Listed records:
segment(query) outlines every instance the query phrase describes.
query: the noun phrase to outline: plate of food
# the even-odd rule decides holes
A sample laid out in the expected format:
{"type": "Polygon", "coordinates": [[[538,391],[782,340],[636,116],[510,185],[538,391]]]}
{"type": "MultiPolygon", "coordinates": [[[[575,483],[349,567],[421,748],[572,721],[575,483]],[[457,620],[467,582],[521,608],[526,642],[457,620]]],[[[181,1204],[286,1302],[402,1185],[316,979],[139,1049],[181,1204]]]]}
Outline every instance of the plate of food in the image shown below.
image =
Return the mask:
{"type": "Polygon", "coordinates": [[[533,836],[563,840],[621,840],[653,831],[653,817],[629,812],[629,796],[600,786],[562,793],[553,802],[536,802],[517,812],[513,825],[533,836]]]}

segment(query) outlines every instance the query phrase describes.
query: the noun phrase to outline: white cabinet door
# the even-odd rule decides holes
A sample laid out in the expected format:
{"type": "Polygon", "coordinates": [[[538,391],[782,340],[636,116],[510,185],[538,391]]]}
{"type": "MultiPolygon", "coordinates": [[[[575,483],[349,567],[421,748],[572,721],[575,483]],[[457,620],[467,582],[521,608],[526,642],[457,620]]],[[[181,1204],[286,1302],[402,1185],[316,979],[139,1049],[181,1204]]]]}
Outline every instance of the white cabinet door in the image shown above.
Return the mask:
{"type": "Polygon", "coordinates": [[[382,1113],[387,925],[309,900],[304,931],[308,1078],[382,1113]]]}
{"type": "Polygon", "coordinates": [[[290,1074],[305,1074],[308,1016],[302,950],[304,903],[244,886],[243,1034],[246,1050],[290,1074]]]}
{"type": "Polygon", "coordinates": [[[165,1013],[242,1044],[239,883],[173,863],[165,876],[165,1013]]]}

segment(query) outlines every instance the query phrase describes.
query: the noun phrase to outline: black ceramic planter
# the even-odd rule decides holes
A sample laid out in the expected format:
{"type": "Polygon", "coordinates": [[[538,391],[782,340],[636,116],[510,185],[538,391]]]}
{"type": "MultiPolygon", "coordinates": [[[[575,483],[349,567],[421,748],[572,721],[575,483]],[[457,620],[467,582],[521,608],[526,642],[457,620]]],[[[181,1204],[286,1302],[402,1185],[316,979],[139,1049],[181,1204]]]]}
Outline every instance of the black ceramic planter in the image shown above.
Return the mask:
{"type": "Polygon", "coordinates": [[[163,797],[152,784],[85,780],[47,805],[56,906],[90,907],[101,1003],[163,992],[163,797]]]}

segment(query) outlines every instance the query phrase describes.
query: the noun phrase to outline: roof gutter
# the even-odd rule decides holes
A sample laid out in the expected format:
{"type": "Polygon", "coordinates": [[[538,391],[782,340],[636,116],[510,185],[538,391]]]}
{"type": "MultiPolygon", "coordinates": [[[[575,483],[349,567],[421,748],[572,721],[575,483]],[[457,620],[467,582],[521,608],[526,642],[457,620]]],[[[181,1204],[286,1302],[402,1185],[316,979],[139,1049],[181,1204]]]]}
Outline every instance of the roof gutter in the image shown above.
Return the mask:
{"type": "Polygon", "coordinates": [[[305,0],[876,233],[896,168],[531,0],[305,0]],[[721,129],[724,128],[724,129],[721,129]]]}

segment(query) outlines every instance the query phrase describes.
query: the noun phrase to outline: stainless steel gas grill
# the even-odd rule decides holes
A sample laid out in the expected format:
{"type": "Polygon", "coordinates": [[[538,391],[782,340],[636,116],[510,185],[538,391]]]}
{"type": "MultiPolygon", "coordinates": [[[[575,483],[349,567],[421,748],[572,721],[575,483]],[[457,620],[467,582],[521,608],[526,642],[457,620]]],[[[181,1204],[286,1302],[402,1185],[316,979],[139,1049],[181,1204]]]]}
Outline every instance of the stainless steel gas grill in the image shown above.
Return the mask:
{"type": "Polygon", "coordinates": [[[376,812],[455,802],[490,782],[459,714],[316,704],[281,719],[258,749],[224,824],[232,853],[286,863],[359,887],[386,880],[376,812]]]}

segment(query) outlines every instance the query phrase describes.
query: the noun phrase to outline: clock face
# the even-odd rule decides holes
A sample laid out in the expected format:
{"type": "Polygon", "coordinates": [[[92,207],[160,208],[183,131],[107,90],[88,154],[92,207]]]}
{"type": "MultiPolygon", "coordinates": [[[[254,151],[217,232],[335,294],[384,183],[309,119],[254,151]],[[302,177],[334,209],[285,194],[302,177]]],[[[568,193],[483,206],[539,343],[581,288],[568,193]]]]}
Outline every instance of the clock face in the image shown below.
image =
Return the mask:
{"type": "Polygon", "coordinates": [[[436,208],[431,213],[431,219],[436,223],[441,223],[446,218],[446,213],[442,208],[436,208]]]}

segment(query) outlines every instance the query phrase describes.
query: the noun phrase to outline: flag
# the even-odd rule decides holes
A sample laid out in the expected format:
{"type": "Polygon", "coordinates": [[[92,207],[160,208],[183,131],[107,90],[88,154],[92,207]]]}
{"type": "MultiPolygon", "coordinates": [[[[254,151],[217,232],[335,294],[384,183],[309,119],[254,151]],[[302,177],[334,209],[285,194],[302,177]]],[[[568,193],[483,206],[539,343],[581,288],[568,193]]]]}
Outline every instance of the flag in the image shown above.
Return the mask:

Given request: Collect every line of the listing above that contains the word "grill", and copy each one in full.

Expected answer:
query: the noun phrase to outline: stainless steel gas grill
Outline every instance of the stainless steel gas grill in the image shown above.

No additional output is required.